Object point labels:
════════════════
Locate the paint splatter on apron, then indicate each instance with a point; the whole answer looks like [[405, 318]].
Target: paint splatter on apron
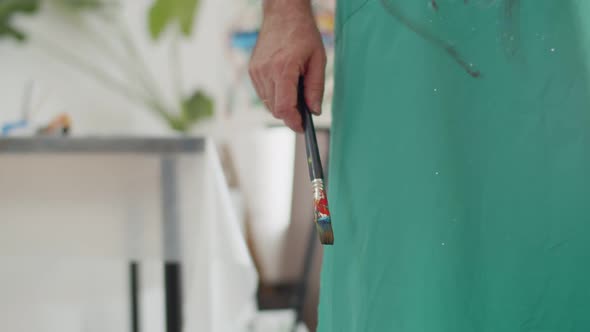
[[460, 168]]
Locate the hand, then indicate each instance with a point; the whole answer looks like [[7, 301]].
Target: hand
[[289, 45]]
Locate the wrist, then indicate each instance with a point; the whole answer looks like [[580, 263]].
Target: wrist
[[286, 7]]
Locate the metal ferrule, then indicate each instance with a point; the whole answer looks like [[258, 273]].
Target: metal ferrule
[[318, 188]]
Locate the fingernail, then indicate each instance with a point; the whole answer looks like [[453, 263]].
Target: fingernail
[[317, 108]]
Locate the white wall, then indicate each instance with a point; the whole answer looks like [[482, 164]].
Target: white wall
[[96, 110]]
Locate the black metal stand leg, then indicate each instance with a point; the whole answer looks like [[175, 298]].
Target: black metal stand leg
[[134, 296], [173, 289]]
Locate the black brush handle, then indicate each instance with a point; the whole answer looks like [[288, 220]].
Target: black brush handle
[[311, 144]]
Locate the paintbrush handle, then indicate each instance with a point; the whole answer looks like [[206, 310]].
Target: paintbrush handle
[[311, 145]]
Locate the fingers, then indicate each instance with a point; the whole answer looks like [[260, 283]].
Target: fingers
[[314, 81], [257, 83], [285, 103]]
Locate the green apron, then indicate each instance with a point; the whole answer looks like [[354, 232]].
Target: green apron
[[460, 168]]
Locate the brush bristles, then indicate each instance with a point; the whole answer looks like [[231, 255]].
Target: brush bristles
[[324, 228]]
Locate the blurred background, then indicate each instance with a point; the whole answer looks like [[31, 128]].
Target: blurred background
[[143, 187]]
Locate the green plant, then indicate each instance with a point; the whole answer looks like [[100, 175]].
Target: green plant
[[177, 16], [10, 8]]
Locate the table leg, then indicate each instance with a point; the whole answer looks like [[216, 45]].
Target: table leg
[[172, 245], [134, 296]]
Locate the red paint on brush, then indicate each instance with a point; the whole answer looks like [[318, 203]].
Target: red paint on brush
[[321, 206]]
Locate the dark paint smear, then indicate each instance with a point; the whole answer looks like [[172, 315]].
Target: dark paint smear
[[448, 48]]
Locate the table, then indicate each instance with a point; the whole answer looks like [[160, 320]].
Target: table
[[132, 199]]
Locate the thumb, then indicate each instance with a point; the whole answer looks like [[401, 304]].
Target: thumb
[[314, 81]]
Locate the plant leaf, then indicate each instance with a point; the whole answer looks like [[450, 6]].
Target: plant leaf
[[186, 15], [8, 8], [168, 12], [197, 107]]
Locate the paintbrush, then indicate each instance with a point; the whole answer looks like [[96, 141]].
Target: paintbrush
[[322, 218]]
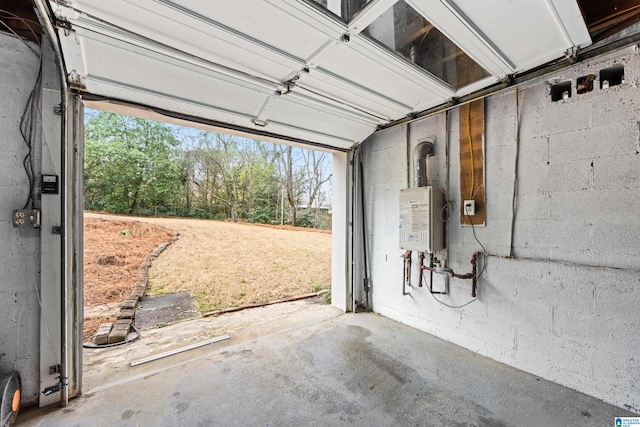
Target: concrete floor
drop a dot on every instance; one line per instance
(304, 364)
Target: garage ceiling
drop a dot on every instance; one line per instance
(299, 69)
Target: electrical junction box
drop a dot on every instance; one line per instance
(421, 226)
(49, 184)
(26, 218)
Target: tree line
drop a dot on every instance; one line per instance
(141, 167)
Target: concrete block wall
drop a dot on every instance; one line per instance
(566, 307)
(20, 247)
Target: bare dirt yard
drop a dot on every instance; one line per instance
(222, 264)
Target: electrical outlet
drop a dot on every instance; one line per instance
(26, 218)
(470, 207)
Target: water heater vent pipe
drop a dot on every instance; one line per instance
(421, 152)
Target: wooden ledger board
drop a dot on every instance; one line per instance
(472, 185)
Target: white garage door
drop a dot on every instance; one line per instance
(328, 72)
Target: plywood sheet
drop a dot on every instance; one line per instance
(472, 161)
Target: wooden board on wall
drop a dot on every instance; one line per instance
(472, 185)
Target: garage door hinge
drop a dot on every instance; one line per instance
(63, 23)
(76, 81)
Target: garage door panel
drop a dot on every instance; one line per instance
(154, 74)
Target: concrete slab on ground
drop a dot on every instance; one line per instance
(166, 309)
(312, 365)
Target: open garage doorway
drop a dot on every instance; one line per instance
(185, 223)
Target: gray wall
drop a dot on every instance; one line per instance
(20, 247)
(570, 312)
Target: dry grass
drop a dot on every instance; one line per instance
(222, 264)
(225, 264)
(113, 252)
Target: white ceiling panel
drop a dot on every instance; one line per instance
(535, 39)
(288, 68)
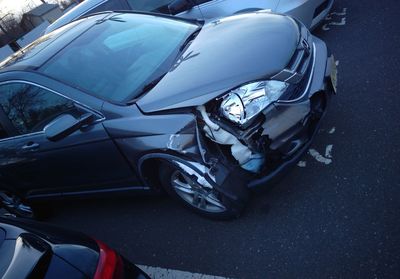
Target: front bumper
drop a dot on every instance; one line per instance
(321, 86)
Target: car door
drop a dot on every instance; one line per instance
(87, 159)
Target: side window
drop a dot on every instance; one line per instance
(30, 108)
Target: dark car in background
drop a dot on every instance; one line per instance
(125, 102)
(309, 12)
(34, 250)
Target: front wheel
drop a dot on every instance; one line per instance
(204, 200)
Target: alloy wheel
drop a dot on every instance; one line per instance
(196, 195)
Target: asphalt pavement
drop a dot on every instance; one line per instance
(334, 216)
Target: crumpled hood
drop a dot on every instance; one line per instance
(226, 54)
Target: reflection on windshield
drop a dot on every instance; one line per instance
════════════════
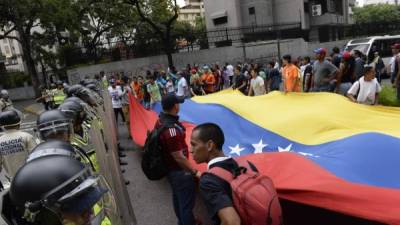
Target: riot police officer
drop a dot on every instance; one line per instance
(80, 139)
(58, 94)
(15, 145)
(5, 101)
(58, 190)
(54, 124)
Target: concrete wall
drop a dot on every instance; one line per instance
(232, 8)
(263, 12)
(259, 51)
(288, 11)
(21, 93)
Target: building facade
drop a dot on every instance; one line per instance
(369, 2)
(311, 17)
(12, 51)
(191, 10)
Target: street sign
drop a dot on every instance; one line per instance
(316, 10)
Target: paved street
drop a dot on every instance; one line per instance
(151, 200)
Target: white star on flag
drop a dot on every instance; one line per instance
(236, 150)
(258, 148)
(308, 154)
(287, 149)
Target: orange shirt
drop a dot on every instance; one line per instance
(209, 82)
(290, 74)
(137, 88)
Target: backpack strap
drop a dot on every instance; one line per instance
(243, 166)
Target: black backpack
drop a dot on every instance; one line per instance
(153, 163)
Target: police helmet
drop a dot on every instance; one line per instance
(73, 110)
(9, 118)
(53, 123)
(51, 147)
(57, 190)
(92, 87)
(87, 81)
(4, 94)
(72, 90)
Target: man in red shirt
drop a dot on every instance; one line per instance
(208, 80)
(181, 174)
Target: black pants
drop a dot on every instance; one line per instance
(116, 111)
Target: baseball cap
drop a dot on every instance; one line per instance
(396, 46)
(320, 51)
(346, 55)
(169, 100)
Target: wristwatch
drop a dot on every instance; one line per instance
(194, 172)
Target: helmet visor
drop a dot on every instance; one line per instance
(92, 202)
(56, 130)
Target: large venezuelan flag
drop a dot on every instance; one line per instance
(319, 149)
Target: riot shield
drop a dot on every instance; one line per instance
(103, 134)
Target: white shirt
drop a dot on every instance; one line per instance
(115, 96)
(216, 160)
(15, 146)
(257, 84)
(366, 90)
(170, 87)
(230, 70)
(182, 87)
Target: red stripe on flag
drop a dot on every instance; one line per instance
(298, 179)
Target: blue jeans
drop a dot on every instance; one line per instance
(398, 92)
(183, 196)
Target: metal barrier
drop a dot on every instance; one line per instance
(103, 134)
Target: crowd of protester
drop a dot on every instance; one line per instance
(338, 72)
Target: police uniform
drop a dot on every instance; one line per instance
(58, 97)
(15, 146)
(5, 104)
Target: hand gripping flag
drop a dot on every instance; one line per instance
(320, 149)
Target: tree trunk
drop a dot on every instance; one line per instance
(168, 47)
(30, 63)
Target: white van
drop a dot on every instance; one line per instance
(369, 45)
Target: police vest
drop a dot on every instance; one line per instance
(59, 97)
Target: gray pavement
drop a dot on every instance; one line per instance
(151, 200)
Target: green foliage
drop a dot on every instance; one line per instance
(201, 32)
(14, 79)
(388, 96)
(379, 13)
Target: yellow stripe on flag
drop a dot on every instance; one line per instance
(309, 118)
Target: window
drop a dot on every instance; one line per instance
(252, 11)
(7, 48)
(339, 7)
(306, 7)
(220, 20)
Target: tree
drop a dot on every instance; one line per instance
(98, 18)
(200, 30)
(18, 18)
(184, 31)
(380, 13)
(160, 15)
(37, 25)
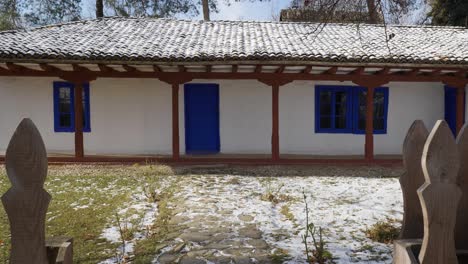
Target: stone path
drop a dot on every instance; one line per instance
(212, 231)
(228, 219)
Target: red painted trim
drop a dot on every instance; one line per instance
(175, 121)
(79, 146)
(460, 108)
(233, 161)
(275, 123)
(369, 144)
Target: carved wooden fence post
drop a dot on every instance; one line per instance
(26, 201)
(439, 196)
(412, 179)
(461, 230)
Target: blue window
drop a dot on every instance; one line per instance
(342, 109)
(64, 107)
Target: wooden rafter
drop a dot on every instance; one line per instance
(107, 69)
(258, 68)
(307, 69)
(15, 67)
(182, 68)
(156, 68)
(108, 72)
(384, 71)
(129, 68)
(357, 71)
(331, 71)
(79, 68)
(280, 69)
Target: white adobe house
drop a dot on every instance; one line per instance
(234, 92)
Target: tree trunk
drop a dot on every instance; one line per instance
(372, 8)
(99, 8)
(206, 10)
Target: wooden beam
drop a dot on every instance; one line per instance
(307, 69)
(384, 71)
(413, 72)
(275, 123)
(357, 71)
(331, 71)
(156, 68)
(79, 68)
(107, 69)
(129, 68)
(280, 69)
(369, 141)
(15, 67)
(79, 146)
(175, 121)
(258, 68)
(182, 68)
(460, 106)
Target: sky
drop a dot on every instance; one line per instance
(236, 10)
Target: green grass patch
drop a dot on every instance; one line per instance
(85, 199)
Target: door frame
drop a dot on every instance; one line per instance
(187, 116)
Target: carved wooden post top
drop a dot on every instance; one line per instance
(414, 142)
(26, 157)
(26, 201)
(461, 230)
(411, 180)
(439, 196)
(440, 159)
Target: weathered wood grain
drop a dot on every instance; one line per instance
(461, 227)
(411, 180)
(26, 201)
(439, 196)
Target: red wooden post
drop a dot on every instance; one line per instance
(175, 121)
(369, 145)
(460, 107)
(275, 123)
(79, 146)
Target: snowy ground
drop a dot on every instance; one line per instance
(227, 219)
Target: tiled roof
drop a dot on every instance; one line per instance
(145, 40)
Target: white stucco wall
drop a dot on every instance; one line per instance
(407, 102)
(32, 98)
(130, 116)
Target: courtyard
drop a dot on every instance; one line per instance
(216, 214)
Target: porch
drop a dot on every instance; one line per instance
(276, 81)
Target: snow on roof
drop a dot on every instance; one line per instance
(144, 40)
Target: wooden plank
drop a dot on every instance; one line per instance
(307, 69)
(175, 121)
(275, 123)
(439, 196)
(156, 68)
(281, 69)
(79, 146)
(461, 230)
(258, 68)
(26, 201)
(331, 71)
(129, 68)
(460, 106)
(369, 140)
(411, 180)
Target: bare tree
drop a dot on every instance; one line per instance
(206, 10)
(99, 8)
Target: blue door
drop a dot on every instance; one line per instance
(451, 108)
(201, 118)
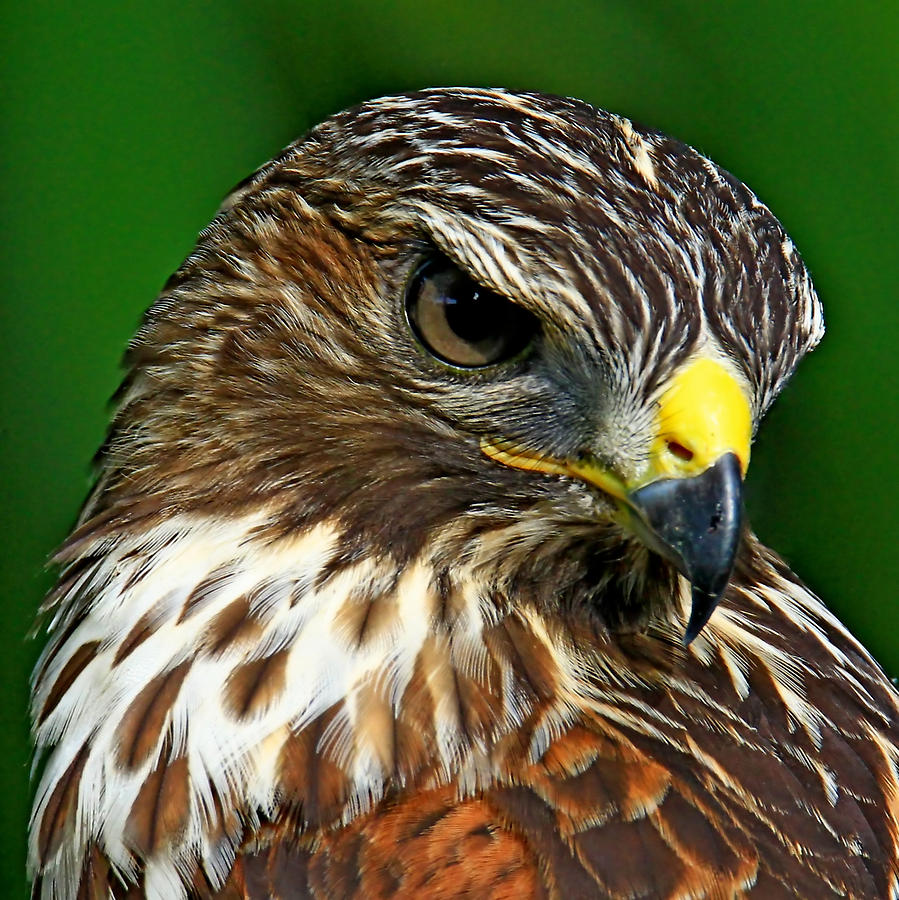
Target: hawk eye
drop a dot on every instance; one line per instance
════════════════
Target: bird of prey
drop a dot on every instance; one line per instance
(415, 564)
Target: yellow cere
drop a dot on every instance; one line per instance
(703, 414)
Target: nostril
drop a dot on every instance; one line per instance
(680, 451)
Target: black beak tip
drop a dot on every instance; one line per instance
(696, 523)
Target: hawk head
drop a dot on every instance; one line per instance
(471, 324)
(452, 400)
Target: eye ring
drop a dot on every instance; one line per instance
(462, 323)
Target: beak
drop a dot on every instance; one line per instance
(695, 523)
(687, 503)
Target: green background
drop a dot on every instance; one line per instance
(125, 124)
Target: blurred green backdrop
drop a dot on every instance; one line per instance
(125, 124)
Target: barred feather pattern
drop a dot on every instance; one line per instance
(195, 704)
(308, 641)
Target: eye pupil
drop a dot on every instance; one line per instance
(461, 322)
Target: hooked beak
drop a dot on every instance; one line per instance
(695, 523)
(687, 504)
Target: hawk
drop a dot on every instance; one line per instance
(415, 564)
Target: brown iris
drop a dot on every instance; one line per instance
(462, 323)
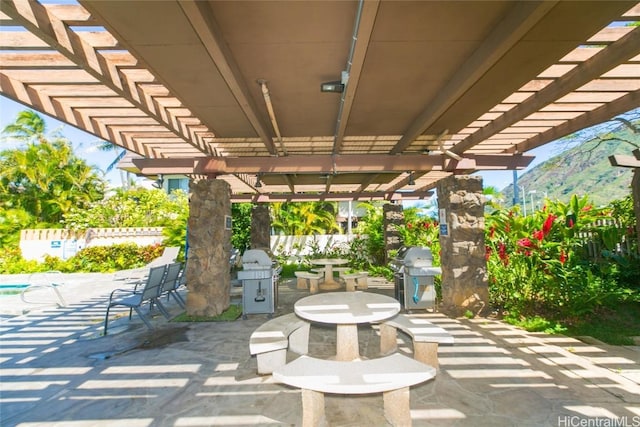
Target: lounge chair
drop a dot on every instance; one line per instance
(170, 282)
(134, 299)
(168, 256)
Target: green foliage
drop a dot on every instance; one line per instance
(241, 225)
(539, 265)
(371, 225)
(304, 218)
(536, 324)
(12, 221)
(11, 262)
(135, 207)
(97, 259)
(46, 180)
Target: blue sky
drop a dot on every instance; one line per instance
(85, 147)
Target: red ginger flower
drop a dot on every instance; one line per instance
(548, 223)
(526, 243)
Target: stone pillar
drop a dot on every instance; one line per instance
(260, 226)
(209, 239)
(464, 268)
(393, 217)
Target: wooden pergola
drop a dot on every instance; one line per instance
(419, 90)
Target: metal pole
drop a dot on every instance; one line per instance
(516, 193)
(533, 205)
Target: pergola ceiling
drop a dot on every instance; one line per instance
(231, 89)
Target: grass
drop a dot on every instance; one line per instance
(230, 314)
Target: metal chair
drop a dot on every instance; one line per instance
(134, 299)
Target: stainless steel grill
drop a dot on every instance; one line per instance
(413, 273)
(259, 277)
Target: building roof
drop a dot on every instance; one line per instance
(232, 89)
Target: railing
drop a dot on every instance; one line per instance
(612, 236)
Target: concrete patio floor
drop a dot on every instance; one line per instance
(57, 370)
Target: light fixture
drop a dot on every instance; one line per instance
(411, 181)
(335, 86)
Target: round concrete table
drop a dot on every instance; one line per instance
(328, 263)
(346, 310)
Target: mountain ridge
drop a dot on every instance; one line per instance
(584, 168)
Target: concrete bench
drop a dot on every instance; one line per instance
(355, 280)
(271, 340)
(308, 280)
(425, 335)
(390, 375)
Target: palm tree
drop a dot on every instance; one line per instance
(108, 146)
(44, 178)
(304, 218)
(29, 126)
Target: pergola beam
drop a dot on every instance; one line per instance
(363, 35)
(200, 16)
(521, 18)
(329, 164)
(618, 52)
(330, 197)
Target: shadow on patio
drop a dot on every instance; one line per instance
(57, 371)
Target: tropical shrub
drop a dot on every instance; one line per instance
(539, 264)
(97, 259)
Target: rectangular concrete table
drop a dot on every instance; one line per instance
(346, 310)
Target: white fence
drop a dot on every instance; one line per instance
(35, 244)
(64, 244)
════════════════
- _TASK DETAILS_
How many lines of the records contain the string "pergola"? Give only the number.

- _TASK ANSWER_
3